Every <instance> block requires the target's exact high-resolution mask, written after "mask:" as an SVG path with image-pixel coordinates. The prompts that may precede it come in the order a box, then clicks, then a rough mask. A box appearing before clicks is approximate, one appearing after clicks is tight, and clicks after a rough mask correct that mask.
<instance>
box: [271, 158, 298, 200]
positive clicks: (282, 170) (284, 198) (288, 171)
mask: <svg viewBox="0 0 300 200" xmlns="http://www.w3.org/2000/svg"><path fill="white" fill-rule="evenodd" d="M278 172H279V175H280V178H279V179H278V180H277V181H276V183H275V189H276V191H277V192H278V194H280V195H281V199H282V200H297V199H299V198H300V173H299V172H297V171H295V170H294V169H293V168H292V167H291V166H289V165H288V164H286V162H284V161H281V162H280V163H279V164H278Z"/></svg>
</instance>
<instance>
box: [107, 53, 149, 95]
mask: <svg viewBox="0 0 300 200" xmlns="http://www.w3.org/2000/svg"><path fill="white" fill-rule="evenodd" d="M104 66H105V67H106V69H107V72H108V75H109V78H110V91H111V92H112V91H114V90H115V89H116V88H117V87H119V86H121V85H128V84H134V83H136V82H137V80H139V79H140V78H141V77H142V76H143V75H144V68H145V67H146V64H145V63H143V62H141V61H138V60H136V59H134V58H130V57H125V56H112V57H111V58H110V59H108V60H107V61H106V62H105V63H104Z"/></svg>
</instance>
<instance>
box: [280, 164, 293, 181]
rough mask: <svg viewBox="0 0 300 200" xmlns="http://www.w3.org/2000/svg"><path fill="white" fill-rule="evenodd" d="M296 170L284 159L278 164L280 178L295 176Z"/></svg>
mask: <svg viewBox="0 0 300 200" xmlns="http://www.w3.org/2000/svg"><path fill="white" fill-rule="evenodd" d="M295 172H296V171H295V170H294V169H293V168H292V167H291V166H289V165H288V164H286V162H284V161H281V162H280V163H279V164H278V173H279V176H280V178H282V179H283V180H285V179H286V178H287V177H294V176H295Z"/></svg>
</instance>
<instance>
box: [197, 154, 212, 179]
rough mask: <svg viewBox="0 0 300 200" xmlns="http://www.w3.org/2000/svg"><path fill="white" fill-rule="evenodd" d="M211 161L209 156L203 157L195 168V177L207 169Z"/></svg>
+---+
## What needs to be done
Retype exactly, and only, the lines above from the one where "box: [271, 158, 298, 200]" occurs up to and including the one where "box: [280, 164, 293, 181]" occurs.

## Solution to the exercise
box: [271, 158, 298, 200]
positive clicks: (282, 170) (284, 198) (288, 171)
mask: <svg viewBox="0 0 300 200" xmlns="http://www.w3.org/2000/svg"><path fill="white" fill-rule="evenodd" d="M278 172H279V175H280V178H279V179H278V180H277V181H276V183H275V189H276V191H277V192H278V194H280V195H281V199H282V200H297V199H299V198H300V173H299V172H297V171H295V170H294V169H293V168H292V167H291V166H289V165H288V164H286V162H284V161H281V162H280V163H279V164H278Z"/></svg>
</instance>
<instance>
box: [107, 53, 149, 95]
mask: <svg viewBox="0 0 300 200" xmlns="http://www.w3.org/2000/svg"><path fill="white" fill-rule="evenodd" d="M104 66H105V67H106V69H107V72H108V75H109V78H110V91H111V92H112V91H114V90H115V89H116V88H117V87H119V86H121V85H128V84H134V83H136V82H137V80H139V79H140V78H141V77H142V76H143V75H144V68H145V67H146V64H145V63H143V62H141V61H138V60H136V59H134V58H130V57H125V56H112V57H111V58H110V59H108V60H107V61H106V62H105V63H104Z"/></svg>
</instance>
<instance>
box: [280, 164, 293, 181]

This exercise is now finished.